▸ **Dokument**:
━━━━━━━━━━━━━━━━━━━━
Das LG Berlin hatte sich mit der wettbewerbswidrigen Werbung mit einem TÜV Zertifikat zu befassen. Im dortigen Fall wurde mit einem abgelaufenen TÜV-Zertifikat geworben. Unterhalb des TÜV-Logos wurde (immerhin) auf den Ablauf hingewiesen. Nach Ansicht des LG Berlin war die Werbung mit dem TÜV-Siegel dennoch irreführend und damit wettbewerbswidrig. Denn den aufklärenden Hinweis unter dem TÜV-Logo beachte niemand, da niemand ernsthaft damit rechne, dass mit einem abgelaufenen TÜV-Zertifikat geworben wird. Eine solche Werbung ergäbe objektiv keinen Sinn.

Sachverhalt: Energieanbieter wirbt mit abgelaufenem TÜV-Zertifikat

Die Beklagte, ein Energieversorgungsunternehmen, warb in einem Kundenanschreiben mit einem Siegel des TÜV Saarland über geprüfte Abrechnungsgenauigkeit. Auf dem Kundenschreiben fand sich unterhalb des TÜV-Gütesiegels der Hinweis: „Gültig bis 25.06.2020“. Das Kundenschreiben wurde jedoch erst nach diesem Zeitpunkt versandt.

Die Wettbewerbszentrale sah hierin eine irreführende Werbung mit dem TÜV-Siegel und verklagte das Energieversorgungsunternehmen vor dem Landgericht Berlin auf Unterlassung. Das Gericht gab der Wettbewerbszentrale Recht.
━━━━━━━━━━━━━━━━━━━━
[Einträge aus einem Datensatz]

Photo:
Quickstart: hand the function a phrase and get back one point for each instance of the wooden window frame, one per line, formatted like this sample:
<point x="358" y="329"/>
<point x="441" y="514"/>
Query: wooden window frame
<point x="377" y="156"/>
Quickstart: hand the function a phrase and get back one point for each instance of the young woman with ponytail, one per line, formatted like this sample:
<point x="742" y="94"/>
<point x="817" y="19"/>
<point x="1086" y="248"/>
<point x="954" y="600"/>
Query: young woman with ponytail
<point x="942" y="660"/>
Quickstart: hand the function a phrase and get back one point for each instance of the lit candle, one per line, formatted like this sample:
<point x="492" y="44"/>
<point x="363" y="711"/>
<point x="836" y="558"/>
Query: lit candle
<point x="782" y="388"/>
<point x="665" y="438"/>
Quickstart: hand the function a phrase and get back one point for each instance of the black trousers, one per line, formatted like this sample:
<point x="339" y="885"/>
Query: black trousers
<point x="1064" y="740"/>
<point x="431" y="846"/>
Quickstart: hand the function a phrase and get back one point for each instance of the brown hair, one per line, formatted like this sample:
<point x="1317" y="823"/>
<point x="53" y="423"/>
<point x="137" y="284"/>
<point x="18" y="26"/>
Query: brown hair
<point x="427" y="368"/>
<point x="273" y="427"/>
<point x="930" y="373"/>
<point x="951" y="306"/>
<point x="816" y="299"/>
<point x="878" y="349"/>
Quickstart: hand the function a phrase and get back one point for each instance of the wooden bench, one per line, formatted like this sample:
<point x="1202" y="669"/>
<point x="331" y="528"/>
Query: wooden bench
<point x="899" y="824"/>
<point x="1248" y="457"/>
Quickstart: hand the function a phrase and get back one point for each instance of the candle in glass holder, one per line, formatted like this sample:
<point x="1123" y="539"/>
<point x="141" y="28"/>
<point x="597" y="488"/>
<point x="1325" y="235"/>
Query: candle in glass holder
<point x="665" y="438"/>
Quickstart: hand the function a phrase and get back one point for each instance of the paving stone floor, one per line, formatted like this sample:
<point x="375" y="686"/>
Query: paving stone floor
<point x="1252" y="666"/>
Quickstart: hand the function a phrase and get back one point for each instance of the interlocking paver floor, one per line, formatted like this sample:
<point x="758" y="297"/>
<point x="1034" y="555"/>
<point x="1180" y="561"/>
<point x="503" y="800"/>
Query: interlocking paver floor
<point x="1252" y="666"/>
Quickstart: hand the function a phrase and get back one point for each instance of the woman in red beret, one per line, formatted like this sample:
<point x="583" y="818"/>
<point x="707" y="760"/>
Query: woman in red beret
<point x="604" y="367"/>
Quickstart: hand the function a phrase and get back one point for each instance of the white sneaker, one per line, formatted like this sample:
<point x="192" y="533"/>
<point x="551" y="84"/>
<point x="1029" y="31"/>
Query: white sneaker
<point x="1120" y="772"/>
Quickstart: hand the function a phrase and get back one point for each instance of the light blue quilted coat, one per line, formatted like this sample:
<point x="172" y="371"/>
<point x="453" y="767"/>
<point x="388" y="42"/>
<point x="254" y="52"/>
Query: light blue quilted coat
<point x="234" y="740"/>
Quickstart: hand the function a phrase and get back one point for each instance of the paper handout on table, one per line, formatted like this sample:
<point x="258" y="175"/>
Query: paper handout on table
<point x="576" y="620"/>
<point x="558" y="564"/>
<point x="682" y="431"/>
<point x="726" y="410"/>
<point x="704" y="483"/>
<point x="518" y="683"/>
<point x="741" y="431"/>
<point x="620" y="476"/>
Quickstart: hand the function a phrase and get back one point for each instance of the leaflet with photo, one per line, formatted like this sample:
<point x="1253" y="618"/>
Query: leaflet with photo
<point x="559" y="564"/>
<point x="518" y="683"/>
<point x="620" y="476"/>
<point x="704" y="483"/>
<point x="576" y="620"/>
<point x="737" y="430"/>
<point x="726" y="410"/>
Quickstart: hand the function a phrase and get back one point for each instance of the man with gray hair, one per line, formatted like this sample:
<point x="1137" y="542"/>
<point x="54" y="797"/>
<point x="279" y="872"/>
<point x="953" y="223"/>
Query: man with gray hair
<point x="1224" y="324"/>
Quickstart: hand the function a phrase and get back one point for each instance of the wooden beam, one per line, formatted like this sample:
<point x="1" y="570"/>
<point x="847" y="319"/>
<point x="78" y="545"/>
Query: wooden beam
━━━━━━━━━━━━━━━━━━━━
▸ **Ziel**:
Gib bitte einen Abschnitt aus dem Text über das TÜV-Zertifikat wörtlich wieder: Setze bei den Wörtern „Sachverhalt: Energieanbieter wirbt“ ein und höre nach „diesem Zeitpunkt versandt.“ auf. Die Daten sind eigenständiges Material und gehören nicht zum Text über das TÜV-Zertifikat.

▸ **Ergebnis der Aufgabe**:
Sachverhalt: Energieanbieter wirbt mit abgelaufenem TÜV-Zertifikat

Die Beklagte, ein Energieversorgungsunternehmen, warb in einem Kundenanschreiben mit einem Siegel des TÜV Saarland über geprüfte Abrechnungsgenauigkeit. Auf dem Kundenschreiben fand sich unterhalb des TÜV-Gütesiegels der Hinweis: „Gültig bis 25.06.2020“. Das Kundenschreiben wurde jedoch erst nach diesem Zeitpunkt versandt.